- **Extrait de la source**
──────────────────────────────

Terrorisme: quel prix sommes-nous prêts à payer pour la sécurité?

Publié le 28/05/2017 à 09:37

Terrorisme: quel prix sommes-nous prêts à payer pour la sécurité?

Publié le 28/05/2017 à 09:37

Des policiers britanniques en patrouille (source photo: Getty)

ANALYSE GÉOPOLITIQUE – Le terrible attentat de Manchester au Royaume-Uni relance le débat sur la stratégie à mettre en place afin de mieux protéger les citoyens contre le terrorisme. Mais sommes-nous prêts à accepter une érosion de nos libertés individuelles pour être davantage en sécurité?

Tous les attentats terroristes sont tragiques. Mais celui de Manchester, revendiqué par l’organisation État islamique, a particulièrement frappé les esprits en raison de la cible, soit des enfants -une forte majorité de jeunes filles- qui assistaient à un concert de musique.

Comme lors de chaque attentat perpétré par des djihadistes, les citoyens ont rendu hommage aux victimes en déposant des fleurs sur les lieux de l’attentat. Depuis quelques années, c’est pratiquement devenu un rituel après une attaque.

──────────────────────────────

- **Données de travail**
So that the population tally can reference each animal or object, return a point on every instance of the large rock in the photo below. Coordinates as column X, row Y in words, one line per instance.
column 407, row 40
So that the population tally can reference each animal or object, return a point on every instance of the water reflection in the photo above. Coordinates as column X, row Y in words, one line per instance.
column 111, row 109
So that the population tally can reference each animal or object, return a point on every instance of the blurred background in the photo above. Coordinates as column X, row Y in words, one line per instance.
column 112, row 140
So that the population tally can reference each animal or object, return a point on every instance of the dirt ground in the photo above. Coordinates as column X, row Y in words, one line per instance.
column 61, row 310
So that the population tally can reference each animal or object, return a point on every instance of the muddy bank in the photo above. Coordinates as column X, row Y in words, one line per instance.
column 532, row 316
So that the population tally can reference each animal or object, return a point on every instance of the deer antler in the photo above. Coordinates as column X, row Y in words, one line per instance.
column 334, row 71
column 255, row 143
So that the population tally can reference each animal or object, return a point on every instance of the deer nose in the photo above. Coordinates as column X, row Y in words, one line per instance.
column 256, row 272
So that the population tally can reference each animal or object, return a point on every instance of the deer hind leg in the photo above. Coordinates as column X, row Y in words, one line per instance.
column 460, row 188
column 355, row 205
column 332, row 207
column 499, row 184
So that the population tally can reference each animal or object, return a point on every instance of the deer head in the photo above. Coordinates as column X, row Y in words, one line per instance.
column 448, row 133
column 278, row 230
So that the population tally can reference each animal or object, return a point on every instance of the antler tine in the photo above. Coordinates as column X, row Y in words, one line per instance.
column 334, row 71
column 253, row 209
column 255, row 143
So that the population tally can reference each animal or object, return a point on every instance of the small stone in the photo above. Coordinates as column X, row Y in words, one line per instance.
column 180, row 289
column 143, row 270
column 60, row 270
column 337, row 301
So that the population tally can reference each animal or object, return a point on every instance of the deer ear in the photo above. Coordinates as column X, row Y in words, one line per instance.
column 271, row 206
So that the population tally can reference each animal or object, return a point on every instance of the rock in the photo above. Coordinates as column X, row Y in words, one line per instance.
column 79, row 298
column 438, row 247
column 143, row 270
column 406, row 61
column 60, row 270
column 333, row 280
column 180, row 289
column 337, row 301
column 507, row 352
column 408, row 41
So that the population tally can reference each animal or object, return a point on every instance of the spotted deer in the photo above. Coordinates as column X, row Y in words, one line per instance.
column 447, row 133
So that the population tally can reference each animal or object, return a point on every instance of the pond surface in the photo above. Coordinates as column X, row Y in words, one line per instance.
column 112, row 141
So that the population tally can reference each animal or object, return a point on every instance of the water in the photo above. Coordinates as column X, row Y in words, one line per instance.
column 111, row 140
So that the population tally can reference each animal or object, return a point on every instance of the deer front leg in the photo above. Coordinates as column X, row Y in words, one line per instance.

──────────────────────────────

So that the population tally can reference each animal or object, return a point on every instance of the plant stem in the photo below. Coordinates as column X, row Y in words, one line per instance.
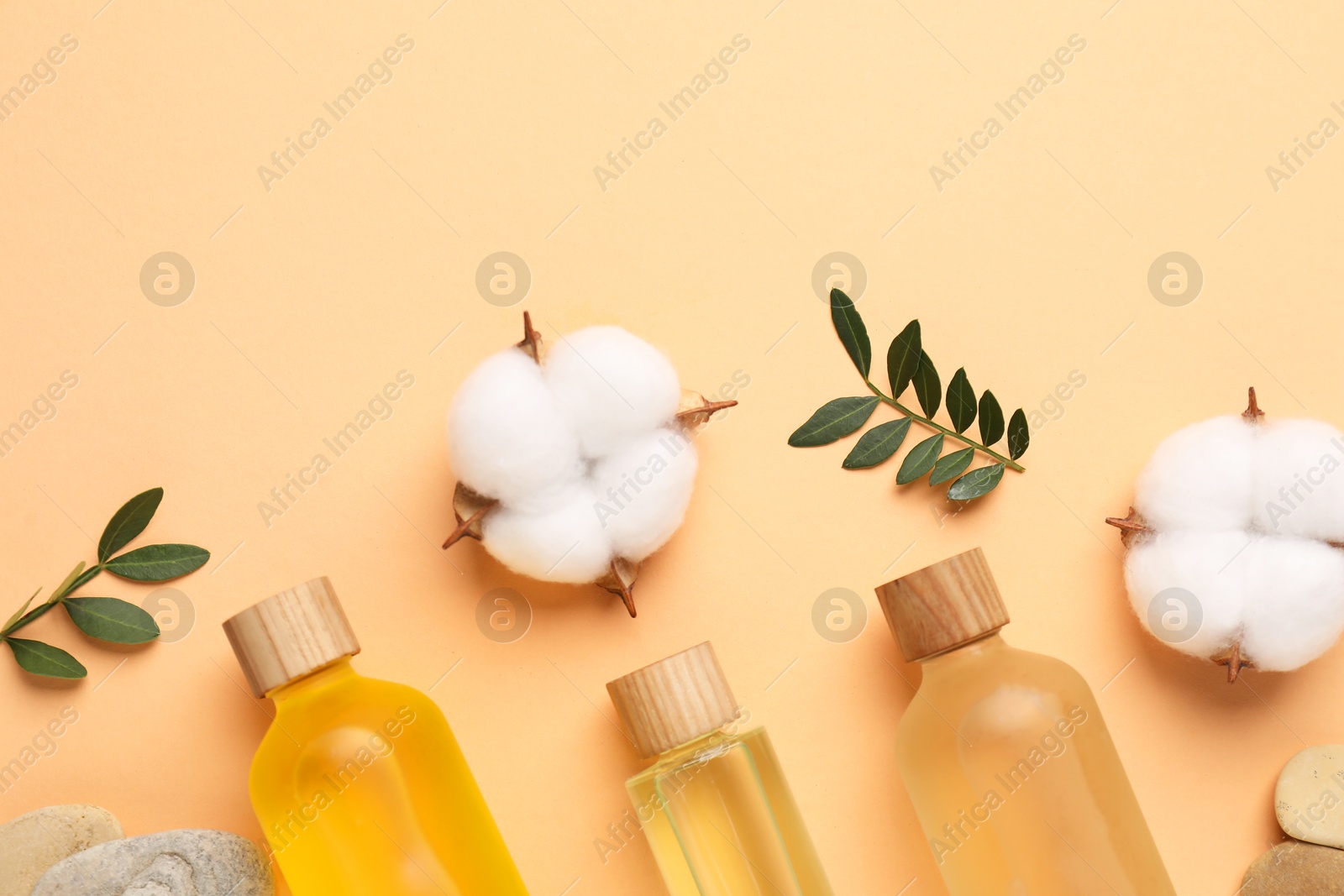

──────────────────────────────

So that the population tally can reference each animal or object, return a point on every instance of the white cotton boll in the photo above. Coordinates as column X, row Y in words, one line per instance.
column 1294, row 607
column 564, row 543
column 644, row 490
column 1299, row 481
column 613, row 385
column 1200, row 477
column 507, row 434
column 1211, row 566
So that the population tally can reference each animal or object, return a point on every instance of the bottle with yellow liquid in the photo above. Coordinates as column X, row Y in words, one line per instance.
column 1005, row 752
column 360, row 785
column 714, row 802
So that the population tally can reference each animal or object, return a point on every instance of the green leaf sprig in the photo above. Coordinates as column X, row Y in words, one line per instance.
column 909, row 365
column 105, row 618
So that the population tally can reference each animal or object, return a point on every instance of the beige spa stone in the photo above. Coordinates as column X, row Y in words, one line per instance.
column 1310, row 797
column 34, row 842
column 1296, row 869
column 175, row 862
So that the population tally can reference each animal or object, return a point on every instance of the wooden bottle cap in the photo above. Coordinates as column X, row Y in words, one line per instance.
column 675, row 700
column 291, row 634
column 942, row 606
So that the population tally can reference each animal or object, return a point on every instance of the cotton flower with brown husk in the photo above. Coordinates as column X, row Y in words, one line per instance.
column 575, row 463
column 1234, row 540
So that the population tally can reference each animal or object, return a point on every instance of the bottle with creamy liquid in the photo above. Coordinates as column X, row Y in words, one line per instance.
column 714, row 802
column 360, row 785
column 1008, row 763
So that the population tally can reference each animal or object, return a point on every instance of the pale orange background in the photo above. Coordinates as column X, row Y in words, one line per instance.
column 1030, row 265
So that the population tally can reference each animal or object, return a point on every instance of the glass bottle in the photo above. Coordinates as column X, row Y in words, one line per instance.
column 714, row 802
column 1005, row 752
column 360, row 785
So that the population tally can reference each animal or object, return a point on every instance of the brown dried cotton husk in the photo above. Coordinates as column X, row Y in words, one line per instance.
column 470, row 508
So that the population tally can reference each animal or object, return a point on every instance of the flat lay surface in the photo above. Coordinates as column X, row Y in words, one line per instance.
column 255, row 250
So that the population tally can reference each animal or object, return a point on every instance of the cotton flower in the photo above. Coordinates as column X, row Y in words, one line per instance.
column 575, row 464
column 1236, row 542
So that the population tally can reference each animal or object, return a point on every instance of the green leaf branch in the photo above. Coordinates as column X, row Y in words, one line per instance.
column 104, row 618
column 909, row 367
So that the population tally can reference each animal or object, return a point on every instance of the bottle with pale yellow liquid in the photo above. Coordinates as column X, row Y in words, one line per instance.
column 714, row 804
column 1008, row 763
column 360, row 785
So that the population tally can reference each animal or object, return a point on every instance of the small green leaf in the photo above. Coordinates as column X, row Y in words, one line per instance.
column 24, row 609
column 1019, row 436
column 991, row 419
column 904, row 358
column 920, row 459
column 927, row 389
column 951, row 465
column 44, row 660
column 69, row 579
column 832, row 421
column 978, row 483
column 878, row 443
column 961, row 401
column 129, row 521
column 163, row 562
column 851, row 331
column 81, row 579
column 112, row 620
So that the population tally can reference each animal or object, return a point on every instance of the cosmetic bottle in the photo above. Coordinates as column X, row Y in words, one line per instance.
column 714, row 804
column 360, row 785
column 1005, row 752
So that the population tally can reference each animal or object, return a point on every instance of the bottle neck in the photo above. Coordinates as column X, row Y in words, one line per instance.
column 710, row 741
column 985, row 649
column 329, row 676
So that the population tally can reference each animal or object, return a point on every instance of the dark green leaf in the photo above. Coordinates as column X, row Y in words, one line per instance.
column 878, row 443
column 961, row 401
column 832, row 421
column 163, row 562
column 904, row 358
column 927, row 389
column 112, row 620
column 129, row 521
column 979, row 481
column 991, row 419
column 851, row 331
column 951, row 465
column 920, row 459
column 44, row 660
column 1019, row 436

──────────────────────────────

- **Problèmes à résoudre**
[a] Selon l'extrait de la source, quelle organisation a revendiqué l'attentat de Manchester ?
[b] Reproduisez à l'identique le passage de la liste qui va de la ligne contenant « of the large » jusqu'à la ligne contenant « column 256, row 272 », ces deux lignes incluses.

- **Résultats finaux**
[a] L'organisation État islamique.

[b]
So that the population tally can reference each animal or object, return a point on every instance of the large rock in the photo below. Coordinates as column X, row Y in words, one line per instance.
column 407, row 40
So that the population tally can reference each animal or object, return a point on every instance of the water reflection in the photo above. Coordinates as column X, row Y in words, one line per instance.
column 111, row 109
So that the population tally can reference each animal or object, return a point on every instance of the blurred background in the photo above. Coordinates as column X, row Y in words, one line per instance.
column 112, row 140
So that the population tally can reference each animal or object, return a point on every instance of the dirt ground in the photo above. Coordinates as column X, row Y in words, one line per instance.
column 61, row 310
So that the population tally can reference each animal or object, return a point on every instance of the muddy bank in the photo above. Coordinates as column X, row Y in words, one line per instance.
column 532, row 316
So that the population tally can reference each animal or object, return a point on every instance of the deer antler in the photo above. Coordinates as column X, row Y in words, one line per instance.
column 334, row 71
column 255, row 143
So that the population tally can reference each animal or object, return a point on every instance of the deer nose in the photo above. Coordinates as column X, row Y in words, one line per instance.
column 256, row 272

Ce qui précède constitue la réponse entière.